- **WHAT YOU WILL DO**: Filter the lines below, keeping each one that holds "light".

Start of DATA SHOWN

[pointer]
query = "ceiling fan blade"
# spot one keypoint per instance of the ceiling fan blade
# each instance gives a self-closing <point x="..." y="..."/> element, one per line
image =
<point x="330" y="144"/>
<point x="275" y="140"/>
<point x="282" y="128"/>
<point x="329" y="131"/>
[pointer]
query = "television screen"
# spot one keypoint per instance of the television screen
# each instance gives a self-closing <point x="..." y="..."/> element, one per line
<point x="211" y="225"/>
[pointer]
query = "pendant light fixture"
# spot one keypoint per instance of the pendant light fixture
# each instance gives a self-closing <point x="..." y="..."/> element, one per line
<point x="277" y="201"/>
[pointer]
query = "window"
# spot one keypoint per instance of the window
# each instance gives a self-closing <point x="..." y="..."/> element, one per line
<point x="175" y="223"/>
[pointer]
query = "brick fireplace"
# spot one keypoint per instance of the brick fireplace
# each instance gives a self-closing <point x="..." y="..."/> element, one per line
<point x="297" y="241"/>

End of DATA SHOWN
Start of DATA SHOWN

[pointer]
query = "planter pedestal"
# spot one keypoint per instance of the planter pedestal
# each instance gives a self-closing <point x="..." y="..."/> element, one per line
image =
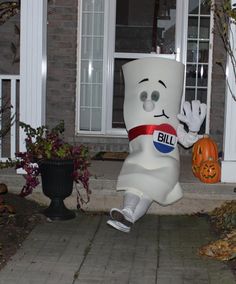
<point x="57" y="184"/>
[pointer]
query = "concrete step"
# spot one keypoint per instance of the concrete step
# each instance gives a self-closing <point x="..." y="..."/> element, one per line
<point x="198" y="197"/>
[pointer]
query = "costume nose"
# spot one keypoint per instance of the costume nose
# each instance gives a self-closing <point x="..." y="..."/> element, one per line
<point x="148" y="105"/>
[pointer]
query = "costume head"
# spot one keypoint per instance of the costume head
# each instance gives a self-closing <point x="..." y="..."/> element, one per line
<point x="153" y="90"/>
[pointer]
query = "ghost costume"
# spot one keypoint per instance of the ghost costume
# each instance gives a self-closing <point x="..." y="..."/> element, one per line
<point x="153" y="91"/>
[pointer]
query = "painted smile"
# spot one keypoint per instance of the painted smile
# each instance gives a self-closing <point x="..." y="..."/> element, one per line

End of DATA SHOWN

- **TASK ANSWER**:
query = "pendant light fixture"
# spot one keypoint per instance of the pendant light fixture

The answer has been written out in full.